## To-do list
(1) Quote the Elbphilharmonie passage from "The Elbphilharmonie opened" up to and including "foyers, shall we?".
(2) According to the Elbphilharmonie passage, which floors of the building do the foyers around the Grand Hall span?
(3) Does each statement below agree with the Elbphilharmonie passage? Answer yes or no for each and quote the deciding words.
(a) The Elbphilharmonie began its music program on January 11, 2017.
(b) The Grand Hall's inner shell is acoustically connected to the rest of the building.
(c) A visit to a concert begins at the Plaza.

## Selected passage
○ ○ ○ ○ ○ ○ ○

The Elbphilharmonie opened its doors and started its music program on January 11, 2017. Tickets are in high demand and are always quickly sold out when they are released, which usually includes the online shop crashing due to the high amount of users. After all this time waiting to for the building to be completed, it seems everybody wants to see it with their own eyes of course and experience the acoustic qualities of the concert halls for themselves. I was lucky to snag tickets for two concerts in February and naturally, I also had a detailed look at the architecture and tried to snap as many photos as I can. So let’s go and explore the Grand Hall and its foyers, shall we?

Every visit to a concert starts at the Plaza, the public space on top of the old warehouse. From there, after passing the admission control, you walk up the large circular stairwell, emerge on the right side of this photo and find yourself in the space shown above. The ceiling here is actually the underside of the Grand Hall, or more precisely its outer shell, as the hall itself sits in an inner shell that is acoustically decoupled from the rest of the building. From this entrance space, further stairs lead up to the various floors that encircle the Grand Hall and serve as foyers. Complex architectural layering of the floors and the resulting spectacular views keep pulling you upward. Quite some stairs to climb, as the foyers reach up from the 10th to 16th floor of the building!

○ ○ ○ ○ ○ ○ ○

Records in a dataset

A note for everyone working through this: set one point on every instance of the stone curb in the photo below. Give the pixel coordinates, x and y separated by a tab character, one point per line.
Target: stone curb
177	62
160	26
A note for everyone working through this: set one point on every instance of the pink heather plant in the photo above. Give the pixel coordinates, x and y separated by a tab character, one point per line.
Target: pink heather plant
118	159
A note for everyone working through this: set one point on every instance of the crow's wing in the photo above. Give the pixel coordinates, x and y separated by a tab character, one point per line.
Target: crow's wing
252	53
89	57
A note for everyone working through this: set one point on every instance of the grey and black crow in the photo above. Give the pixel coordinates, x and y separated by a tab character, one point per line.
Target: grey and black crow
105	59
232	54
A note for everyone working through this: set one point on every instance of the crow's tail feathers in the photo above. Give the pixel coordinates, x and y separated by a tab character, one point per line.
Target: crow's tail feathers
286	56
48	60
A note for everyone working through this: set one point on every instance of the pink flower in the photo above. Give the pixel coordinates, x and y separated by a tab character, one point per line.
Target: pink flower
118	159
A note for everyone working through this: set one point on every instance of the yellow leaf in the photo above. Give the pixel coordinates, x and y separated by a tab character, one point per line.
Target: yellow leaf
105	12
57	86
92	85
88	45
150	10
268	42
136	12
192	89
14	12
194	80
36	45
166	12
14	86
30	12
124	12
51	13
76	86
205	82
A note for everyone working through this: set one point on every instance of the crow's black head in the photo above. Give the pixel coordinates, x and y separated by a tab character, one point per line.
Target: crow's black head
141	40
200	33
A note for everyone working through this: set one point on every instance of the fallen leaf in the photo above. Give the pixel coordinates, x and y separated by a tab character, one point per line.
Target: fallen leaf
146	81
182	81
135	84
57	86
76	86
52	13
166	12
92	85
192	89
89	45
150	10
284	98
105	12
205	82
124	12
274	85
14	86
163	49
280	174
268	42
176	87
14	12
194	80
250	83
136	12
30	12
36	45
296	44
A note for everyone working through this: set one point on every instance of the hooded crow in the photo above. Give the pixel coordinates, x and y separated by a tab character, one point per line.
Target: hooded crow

○ ○ ○ ○ ○ ○ ○

## Answers below
(1)
The Elbphilharmonie opened its doors and started its music program on January 11, 2017. Tickets are in high demand and are always quickly sold out when they are released, which usually includes the online shop crashing due to the high amount of users. After all this time waiting to for the building to be completed, it seems everybody wants to see it with their own eyes of course and experience the acoustic qualities of the concert halls for themselves. I was lucky to snag tickets for two concerts in February and naturally, I also had a detailed look at the architecture and tried to snap as many photos as I can. So let’s go and explore the Grand Hall and its foyers, shall we?

(2) The foyers reach from the 10th to the 16th floor.

(3)
(a) Yes: "The Elbphilharmonie opened its doors and started its music program on January 11, 2017."
(b) No: "the hall itself sits in an inner shell that is acoustically decoupled from the rest of the building"
(c) Yes: "Every visit to a concert starts at the Plaza"